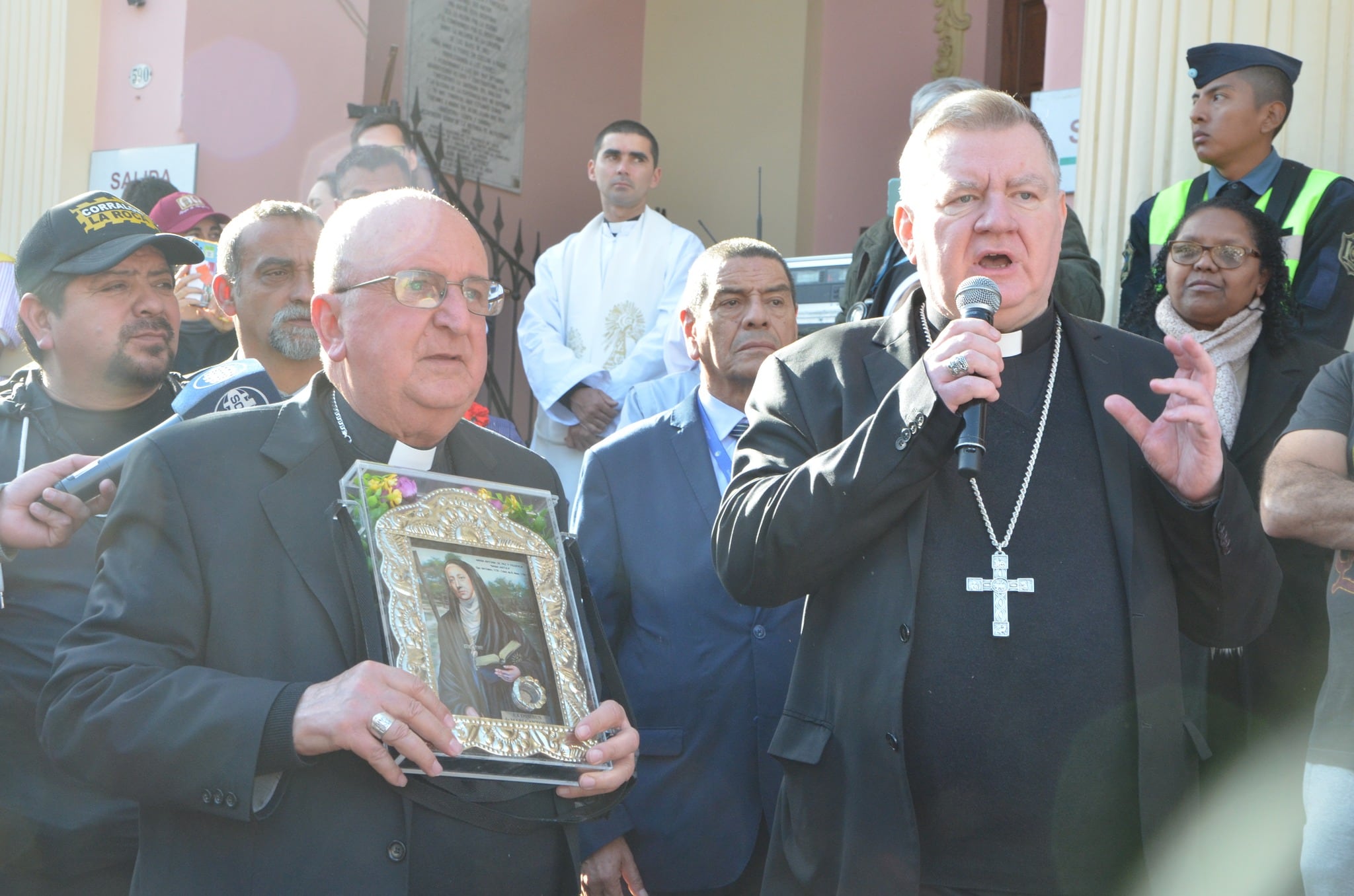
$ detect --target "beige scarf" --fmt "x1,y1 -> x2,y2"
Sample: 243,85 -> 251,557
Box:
1156,297 -> 1265,448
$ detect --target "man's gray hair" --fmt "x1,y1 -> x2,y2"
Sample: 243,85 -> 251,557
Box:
217,199 -> 325,285
315,187 -> 461,298
898,88 -> 1060,196
681,237 -> 796,314
907,77 -> 987,129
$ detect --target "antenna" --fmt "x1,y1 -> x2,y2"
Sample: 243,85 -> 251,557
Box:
757,165 -> 761,240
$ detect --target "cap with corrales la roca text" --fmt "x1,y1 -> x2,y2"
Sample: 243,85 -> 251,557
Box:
13,191 -> 202,293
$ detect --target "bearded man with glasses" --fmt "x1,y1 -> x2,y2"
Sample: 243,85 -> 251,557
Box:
39,190 -> 639,893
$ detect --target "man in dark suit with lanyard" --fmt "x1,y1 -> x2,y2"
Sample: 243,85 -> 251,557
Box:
1119,44 -> 1354,348
39,190 -> 638,895
713,91 -> 1279,896
574,239 -> 801,896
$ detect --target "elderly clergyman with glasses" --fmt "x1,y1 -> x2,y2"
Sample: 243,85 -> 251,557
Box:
39,190 -> 639,893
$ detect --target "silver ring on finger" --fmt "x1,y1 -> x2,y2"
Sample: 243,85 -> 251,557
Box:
367,712 -> 395,740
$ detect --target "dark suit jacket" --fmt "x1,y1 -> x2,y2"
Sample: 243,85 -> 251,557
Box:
39,376 -> 582,893
1209,337 -> 1342,746
713,306 -> 1279,896
574,391 -> 801,891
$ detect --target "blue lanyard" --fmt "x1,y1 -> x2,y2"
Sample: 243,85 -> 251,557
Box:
696,398 -> 734,492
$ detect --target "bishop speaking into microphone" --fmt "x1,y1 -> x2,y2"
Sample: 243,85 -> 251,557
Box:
712,91 -> 1279,896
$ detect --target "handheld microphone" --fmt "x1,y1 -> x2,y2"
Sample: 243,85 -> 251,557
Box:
955,278 -> 1002,479
53,357 -> 280,501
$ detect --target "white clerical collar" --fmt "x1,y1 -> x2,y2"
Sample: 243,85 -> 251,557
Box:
601,218 -> 639,240
996,330 -> 1025,357
390,439 -> 438,470
696,383 -> 744,441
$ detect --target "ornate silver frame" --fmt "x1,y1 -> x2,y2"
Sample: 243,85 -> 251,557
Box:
342,461 -> 610,782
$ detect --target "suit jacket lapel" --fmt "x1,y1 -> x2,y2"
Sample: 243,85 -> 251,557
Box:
1228,336 -> 1302,457
864,309 -> 922,402
669,390 -> 719,528
259,390 -> 358,663
861,305 -> 926,594
1059,314 -> 1137,609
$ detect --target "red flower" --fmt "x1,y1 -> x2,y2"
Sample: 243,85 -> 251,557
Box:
466,402 -> 489,426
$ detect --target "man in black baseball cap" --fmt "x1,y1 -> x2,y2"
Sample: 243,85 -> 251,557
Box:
1120,44 -> 1354,348
0,192 -> 202,893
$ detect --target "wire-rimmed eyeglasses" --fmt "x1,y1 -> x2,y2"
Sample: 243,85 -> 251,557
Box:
1166,240 -> 1261,270
335,271 -> 504,317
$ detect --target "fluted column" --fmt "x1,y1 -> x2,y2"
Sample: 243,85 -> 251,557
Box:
1076,0 -> 1354,331
0,0 -> 99,254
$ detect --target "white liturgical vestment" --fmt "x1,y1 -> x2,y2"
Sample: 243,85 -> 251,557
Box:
517,207 -> 704,497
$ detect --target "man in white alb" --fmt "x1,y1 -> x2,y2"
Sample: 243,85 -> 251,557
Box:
517,119 -> 703,496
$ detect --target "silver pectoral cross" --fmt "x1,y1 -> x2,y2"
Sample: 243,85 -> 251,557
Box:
964,551 -> 1035,638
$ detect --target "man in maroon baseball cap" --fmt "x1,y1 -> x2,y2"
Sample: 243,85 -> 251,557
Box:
0,192 -> 202,893
150,192 -> 230,243
150,192 -> 239,373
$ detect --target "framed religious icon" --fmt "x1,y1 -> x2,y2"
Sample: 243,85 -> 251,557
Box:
341,461 -> 610,784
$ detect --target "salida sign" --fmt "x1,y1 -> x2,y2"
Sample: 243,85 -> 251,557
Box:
89,143 -> 198,194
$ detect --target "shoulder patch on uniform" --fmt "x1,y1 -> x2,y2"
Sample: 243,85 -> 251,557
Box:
1336,233 -> 1354,278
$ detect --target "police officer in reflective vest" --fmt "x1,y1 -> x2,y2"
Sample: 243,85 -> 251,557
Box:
1120,44 -> 1354,348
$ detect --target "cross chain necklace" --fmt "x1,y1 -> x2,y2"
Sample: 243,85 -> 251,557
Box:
918,302 -> 1063,638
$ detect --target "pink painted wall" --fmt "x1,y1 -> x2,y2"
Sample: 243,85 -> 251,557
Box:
182,0 -> 367,214
93,0 -> 188,149
364,0 -> 650,260
1044,0 -> 1086,91
95,0 -> 367,214
810,0 -> 995,254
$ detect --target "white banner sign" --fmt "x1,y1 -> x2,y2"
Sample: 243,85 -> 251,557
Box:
1029,87 -> 1082,192
89,143 -> 198,196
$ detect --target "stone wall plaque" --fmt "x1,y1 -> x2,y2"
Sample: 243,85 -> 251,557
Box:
405,0 -> 531,192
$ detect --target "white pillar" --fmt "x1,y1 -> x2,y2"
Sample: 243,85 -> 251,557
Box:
0,0 -> 99,254
1076,0 -> 1354,328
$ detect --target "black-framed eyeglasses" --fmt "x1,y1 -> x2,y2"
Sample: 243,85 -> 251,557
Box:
1166,240 -> 1261,270
335,271 -> 504,317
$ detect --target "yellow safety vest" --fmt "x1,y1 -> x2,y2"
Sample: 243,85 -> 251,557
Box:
1147,168 -> 1339,281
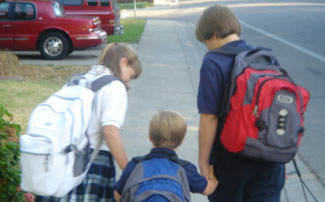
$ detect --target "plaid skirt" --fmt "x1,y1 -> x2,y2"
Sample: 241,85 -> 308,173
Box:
35,151 -> 115,202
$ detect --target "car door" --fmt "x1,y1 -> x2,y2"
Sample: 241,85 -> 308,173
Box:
11,2 -> 39,50
0,2 -> 13,49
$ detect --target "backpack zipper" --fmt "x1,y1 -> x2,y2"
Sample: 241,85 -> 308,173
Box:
253,74 -> 288,118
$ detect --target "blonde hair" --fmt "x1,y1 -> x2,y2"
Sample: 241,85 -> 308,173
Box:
149,111 -> 187,149
195,5 -> 241,42
98,43 -> 142,78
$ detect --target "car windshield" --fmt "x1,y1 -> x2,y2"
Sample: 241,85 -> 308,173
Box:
52,2 -> 64,17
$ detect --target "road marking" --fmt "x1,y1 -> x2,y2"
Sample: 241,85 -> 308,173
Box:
240,20 -> 325,62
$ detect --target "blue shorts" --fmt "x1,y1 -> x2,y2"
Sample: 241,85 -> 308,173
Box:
208,152 -> 285,202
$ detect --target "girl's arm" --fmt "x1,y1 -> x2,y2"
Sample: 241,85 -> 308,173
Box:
102,125 -> 128,170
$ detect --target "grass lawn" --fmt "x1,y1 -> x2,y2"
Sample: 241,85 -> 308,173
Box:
119,2 -> 153,10
107,18 -> 147,43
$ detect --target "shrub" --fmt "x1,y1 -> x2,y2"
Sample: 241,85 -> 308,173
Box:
0,105 -> 25,202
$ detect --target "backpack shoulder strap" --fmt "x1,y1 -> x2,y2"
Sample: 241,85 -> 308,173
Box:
91,75 -> 123,92
133,151 -> 190,167
67,74 -> 124,92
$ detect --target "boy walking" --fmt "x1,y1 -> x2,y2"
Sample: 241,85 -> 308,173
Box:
196,5 -> 285,202
115,111 -> 218,202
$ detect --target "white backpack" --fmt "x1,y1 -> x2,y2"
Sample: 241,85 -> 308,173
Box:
20,75 -> 118,197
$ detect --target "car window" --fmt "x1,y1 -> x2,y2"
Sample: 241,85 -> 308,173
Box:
52,2 -> 64,17
14,3 -> 36,20
0,2 -> 9,20
87,0 -> 97,6
59,0 -> 83,6
112,0 -> 120,10
100,0 -> 110,6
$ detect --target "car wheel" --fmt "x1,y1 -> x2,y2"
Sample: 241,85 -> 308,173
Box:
39,32 -> 69,60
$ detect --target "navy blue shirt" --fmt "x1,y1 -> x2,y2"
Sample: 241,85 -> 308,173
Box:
115,148 -> 208,195
197,40 -> 252,116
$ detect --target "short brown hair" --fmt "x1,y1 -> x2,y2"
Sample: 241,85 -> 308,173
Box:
195,5 -> 241,42
98,43 -> 142,78
149,111 -> 187,149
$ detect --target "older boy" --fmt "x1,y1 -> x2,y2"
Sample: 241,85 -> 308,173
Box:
115,111 -> 217,202
196,5 -> 285,202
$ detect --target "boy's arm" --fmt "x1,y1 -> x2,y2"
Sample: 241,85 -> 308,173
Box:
102,125 -> 128,170
199,113 -> 218,178
202,166 -> 218,195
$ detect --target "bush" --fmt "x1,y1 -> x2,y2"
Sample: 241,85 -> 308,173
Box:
0,105 -> 25,202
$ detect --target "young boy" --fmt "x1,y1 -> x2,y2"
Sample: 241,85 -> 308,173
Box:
115,111 -> 218,202
196,5 -> 285,202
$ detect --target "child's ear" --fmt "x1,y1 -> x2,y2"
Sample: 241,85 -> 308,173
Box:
148,133 -> 152,142
119,57 -> 128,67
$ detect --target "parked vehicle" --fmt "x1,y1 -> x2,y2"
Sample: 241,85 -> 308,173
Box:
56,0 -> 123,35
0,0 -> 107,59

---

» Exercise description: Reproduce the items starting at the beginning of the records and ending at the line containing "907,77 -> 987,129", omitting the pictures. Increase every bounding box coordinate in the answers by 41, and leave all other lines unchanged.

» Task result:
$ detect --target "beige scarf" --fmt "x1,y1 -> x2,y2"
Sample: 243,85 -> 251,557
Box:
1197,338 -> 1306,489
$ detect --target "man's gray hair" --fmt "x1,y1 -> x2,y2"
Sample: 243,85 -> 251,557
Box:
258,240 -> 366,326
356,228 -> 502,339
939,129 -> 1101,237
722,278 -> 837,355
948,118 -> 1028,170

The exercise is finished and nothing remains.